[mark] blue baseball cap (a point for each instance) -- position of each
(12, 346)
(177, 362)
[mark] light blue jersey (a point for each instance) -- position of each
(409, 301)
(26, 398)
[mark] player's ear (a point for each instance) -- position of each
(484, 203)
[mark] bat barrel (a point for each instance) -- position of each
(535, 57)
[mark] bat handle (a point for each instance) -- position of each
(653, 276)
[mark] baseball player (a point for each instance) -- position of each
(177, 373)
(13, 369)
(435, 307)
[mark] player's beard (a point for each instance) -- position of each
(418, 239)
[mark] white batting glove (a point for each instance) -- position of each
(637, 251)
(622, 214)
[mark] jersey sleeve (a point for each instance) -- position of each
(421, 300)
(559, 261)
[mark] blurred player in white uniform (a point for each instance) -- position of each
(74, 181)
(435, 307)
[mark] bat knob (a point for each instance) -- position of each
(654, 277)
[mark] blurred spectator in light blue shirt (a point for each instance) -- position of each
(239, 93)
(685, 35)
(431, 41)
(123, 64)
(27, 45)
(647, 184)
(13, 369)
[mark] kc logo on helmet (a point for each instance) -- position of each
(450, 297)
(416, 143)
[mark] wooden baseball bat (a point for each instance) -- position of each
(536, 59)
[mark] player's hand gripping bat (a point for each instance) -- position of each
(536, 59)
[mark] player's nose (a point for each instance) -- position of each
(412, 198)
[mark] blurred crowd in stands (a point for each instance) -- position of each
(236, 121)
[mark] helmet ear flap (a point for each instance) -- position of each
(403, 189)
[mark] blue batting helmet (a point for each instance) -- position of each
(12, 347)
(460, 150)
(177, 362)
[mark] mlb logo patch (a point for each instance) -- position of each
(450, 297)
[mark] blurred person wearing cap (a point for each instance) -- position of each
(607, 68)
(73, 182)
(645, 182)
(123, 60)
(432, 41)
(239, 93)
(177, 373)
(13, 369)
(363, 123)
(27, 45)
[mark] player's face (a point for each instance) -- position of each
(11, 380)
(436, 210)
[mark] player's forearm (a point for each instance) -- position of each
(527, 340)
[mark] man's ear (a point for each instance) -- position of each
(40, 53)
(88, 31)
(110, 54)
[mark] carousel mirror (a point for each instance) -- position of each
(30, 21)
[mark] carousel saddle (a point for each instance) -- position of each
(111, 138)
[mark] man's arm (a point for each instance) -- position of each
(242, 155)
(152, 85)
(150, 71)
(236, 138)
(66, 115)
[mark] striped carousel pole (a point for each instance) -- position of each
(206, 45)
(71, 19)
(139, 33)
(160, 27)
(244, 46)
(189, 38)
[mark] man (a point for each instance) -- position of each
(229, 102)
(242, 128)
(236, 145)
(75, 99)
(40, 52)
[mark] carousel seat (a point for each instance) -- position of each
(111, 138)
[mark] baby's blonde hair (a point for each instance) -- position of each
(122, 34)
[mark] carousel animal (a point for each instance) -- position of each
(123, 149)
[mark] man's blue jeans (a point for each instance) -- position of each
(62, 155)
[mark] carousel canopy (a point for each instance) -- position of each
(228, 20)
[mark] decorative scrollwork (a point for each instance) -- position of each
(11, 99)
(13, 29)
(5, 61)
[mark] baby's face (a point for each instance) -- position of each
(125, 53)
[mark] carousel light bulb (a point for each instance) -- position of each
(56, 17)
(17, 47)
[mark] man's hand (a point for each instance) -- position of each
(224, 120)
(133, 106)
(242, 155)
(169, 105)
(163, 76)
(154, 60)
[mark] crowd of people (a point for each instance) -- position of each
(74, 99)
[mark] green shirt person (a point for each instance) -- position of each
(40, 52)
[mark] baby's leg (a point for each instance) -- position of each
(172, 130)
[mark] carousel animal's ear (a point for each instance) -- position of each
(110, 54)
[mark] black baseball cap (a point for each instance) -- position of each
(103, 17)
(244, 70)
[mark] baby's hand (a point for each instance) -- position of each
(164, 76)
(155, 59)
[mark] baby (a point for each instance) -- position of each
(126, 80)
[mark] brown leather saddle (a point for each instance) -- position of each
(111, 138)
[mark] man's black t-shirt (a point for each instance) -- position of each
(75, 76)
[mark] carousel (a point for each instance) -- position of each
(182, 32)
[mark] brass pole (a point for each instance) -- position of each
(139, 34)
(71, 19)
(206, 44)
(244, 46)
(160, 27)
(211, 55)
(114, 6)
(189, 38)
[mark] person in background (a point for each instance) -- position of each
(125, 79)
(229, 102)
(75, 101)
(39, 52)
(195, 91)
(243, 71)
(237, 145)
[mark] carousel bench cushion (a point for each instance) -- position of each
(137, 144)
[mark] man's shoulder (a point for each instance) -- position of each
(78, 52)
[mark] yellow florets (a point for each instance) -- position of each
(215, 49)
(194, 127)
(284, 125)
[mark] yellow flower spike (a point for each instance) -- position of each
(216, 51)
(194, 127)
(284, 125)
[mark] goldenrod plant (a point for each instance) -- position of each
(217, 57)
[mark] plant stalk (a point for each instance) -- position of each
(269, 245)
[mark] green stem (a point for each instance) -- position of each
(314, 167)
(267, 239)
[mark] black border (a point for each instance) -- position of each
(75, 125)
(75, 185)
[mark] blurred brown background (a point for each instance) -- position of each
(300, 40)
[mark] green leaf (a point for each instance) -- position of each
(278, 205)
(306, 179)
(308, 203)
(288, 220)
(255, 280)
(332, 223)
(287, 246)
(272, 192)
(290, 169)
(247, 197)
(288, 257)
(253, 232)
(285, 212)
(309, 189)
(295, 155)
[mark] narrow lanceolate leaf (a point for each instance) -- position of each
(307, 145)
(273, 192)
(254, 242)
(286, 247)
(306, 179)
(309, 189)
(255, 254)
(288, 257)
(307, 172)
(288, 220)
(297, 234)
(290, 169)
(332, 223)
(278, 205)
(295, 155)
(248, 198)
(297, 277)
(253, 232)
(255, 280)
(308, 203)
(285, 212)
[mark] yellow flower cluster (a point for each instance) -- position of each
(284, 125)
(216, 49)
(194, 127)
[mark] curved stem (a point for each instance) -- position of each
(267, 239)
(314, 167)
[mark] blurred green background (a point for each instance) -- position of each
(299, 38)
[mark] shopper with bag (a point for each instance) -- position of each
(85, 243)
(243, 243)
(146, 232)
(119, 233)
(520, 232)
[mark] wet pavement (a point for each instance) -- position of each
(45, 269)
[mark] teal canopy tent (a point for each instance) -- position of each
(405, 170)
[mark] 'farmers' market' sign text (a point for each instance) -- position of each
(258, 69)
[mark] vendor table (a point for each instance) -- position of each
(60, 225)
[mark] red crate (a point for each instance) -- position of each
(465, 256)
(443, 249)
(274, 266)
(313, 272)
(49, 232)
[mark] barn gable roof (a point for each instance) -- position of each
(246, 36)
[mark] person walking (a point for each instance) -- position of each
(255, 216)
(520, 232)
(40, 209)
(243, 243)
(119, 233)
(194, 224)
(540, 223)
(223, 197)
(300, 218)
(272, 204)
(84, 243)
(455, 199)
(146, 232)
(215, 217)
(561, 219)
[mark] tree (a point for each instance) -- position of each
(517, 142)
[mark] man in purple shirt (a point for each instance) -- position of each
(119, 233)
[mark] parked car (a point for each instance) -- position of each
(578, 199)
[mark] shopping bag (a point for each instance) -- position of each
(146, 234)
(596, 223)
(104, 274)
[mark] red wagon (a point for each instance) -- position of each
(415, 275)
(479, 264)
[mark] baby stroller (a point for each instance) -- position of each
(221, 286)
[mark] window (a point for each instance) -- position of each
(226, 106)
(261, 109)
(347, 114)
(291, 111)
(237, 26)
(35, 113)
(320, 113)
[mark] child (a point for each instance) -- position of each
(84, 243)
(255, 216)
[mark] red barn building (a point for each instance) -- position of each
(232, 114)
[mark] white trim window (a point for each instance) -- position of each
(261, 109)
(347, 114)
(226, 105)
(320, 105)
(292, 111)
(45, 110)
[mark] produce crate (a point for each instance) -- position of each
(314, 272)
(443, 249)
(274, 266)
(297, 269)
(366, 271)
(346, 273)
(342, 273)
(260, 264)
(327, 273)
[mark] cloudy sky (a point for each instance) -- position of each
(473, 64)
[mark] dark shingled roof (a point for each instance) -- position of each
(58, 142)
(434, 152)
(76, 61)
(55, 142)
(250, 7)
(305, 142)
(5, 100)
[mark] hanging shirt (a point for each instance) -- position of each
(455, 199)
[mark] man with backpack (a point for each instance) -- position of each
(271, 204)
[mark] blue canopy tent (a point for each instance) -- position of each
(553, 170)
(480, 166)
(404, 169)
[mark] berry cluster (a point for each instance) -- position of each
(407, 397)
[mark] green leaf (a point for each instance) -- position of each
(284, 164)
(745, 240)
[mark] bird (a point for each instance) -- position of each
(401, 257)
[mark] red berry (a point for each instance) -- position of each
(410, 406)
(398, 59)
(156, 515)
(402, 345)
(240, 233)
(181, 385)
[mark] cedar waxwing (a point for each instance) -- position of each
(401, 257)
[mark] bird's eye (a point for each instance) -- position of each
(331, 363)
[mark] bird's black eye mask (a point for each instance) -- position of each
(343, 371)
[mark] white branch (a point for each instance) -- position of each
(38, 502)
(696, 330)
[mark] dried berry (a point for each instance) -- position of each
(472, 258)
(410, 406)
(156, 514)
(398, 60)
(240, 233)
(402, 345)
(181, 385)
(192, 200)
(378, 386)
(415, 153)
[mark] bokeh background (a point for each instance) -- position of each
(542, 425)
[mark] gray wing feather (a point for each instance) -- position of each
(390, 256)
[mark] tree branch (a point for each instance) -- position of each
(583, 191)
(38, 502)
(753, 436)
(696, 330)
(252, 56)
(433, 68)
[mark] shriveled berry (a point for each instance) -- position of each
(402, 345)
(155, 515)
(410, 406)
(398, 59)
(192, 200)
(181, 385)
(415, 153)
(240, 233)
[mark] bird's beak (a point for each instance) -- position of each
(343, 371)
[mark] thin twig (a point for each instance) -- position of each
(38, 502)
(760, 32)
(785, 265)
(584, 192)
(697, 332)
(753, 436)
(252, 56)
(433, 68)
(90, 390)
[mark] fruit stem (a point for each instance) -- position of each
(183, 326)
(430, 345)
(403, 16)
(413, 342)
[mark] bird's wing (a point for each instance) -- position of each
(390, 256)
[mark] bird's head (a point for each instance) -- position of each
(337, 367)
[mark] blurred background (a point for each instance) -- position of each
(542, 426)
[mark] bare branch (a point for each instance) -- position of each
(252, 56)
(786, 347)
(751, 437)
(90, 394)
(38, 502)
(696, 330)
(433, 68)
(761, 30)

= = =

#### [STATED GOAL]
Could you shift every coordinate in the data up by 41 and write out again each line, starting with the line containing "[mark] fruit stem" and going on through the end of the data, with every line kept and nothing else changed?

#### [EXERCISE SOLUTION]
[mark] fruit stem (a point for each instance) -- position of each
(224, 367)
(471, 386)
(444, 57)
(454, 383)
[mark] bird's wing (a point for each instance) -- position of each
(431, 297)
[mark] bird's head (a point for each instance) -- position of each
(378, 408)
[mark] blurred background (a point for each instance) -- position of each
(583, 467)
[mark] bare branch (a point for each instance) -- position of each
(293, 97)
(827, 388)
(792, 478)
(131, 435)
(79, 543)
(737, 371)
(474, 109)
(802, 71)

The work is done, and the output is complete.